═══ Data provided ═══

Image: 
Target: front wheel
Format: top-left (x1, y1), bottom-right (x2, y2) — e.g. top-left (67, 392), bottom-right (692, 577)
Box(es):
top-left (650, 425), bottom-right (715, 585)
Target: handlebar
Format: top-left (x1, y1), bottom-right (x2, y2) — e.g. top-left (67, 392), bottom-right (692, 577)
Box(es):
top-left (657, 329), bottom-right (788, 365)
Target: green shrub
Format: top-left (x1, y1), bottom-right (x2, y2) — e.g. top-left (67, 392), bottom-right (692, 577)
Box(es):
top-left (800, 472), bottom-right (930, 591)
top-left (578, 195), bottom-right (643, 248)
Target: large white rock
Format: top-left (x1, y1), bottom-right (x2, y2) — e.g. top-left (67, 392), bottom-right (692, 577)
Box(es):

═══

Can you reproduce every one of the records above word for word, changing nothing?

Image: 
Target: front wheel
Format: top-left (x1, y1), bottom-right (x2, y2) — e.g. top-left (67, 392), bottom-right (692, 577)
Box(es):
top-left (650, 425), bottom-right (715, 585)
Target: handlebar
Format: top-left (x1, y1), bottom-right (x2, y2) — e.g. top-left (67, 392), bottom-right (692, 577)
Box(es):
top-left (657, 329), bottom-right (788, 365)
Target: green shrub
Format: top-left (x1, y1), bottom-right (x2, y2) — e.g. top-left (67, 392), bottom-right (692, 577)
Box(es):
top-left (800, 472), bottom-right (930, 591)
top-left (578, 195), bottom-right (643, 248)
Target: large white rock
Format: top-left (x1, y1), bottom-right (x2, y2) — e.g. top-left (67, 392), bottom-right (692, 577)
Box(es):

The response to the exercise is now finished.